→ **GOAL**
Find each line in the records below that contains the word "plate", and copy those lines out in full.

-------- INPUT --------

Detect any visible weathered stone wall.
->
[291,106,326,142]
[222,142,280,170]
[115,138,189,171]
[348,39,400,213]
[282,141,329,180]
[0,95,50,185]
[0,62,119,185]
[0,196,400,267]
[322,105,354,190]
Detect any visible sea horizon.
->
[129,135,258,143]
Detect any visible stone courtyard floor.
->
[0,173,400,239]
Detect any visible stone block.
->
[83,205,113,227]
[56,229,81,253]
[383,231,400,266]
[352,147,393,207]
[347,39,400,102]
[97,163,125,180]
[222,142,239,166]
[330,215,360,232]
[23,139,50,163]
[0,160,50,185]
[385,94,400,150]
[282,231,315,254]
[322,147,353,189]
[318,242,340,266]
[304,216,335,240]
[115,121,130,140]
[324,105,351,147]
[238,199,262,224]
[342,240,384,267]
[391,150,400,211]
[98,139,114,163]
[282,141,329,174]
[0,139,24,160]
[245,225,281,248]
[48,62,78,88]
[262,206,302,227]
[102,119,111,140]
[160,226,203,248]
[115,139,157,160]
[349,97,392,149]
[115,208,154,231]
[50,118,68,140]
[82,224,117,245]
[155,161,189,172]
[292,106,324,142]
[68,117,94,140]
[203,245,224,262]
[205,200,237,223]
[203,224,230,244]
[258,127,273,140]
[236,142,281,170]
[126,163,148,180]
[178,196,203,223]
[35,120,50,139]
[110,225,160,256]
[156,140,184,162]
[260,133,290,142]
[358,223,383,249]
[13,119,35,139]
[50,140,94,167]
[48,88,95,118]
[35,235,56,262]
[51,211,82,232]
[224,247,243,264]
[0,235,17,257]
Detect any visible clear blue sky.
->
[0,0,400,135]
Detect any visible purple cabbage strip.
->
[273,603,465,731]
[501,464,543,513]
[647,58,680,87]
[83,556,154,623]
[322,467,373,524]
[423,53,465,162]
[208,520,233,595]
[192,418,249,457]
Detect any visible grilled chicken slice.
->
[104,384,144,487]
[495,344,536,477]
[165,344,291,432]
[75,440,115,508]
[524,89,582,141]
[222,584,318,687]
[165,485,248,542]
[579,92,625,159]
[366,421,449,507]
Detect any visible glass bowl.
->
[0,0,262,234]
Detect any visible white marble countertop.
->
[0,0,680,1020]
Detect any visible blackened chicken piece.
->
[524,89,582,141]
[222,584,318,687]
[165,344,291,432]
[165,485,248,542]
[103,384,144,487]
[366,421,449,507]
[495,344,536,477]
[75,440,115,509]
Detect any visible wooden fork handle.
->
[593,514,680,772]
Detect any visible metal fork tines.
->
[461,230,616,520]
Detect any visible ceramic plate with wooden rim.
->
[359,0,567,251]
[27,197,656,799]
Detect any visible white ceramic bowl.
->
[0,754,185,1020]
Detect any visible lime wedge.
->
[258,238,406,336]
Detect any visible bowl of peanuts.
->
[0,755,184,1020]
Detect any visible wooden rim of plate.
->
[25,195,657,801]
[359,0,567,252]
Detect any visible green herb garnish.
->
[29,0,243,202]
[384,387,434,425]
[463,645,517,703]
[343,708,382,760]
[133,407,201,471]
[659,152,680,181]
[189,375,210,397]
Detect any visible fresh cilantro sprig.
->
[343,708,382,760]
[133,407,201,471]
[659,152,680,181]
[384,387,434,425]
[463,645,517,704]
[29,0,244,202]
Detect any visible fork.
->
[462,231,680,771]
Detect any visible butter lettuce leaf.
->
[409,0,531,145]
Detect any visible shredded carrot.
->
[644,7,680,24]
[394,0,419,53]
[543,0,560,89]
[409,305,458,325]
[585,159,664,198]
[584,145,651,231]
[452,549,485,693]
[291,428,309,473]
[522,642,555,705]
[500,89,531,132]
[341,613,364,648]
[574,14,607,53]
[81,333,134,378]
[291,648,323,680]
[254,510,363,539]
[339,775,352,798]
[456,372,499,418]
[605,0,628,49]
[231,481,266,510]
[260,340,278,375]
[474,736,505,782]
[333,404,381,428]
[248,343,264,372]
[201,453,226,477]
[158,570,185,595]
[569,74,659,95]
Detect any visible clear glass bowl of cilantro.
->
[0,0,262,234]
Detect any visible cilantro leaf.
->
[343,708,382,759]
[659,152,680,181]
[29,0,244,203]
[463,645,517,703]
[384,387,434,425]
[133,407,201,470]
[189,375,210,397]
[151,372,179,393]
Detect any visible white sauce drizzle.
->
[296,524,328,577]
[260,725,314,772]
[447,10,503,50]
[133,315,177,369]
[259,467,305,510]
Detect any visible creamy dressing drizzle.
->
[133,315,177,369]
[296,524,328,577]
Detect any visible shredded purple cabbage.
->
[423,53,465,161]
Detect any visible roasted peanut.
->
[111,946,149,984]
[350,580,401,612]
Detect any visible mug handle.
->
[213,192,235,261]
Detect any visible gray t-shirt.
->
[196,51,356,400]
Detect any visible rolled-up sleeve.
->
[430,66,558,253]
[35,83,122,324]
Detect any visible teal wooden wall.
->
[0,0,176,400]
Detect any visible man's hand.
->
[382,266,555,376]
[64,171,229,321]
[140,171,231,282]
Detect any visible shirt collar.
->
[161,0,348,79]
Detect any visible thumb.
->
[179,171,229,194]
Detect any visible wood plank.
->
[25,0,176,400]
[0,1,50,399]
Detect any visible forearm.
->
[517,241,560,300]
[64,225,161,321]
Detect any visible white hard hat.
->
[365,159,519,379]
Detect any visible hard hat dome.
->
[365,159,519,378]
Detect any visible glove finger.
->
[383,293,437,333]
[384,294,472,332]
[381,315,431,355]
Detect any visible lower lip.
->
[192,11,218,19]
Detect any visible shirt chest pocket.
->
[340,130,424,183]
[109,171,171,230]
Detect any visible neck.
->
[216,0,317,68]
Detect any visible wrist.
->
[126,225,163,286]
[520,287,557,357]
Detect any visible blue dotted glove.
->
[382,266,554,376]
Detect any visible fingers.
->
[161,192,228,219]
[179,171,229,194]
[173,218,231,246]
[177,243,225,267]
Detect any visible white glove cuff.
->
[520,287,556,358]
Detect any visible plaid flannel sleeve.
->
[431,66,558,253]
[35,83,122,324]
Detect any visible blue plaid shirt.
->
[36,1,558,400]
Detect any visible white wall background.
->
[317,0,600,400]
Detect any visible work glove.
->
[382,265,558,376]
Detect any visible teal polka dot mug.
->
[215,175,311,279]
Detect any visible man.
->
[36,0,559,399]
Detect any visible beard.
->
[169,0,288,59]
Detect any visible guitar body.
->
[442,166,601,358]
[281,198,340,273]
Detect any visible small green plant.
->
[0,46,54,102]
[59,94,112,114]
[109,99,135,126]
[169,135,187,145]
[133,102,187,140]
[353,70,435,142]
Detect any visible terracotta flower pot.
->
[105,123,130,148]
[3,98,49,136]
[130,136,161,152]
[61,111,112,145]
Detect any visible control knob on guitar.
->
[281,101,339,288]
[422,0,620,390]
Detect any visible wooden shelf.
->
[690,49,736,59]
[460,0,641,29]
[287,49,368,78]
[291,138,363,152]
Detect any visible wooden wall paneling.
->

--------

→ **COMPLETE ANSWER**
Detect any visible ceramic plate with wooden rim.
Detect any visible wooden rim of plate.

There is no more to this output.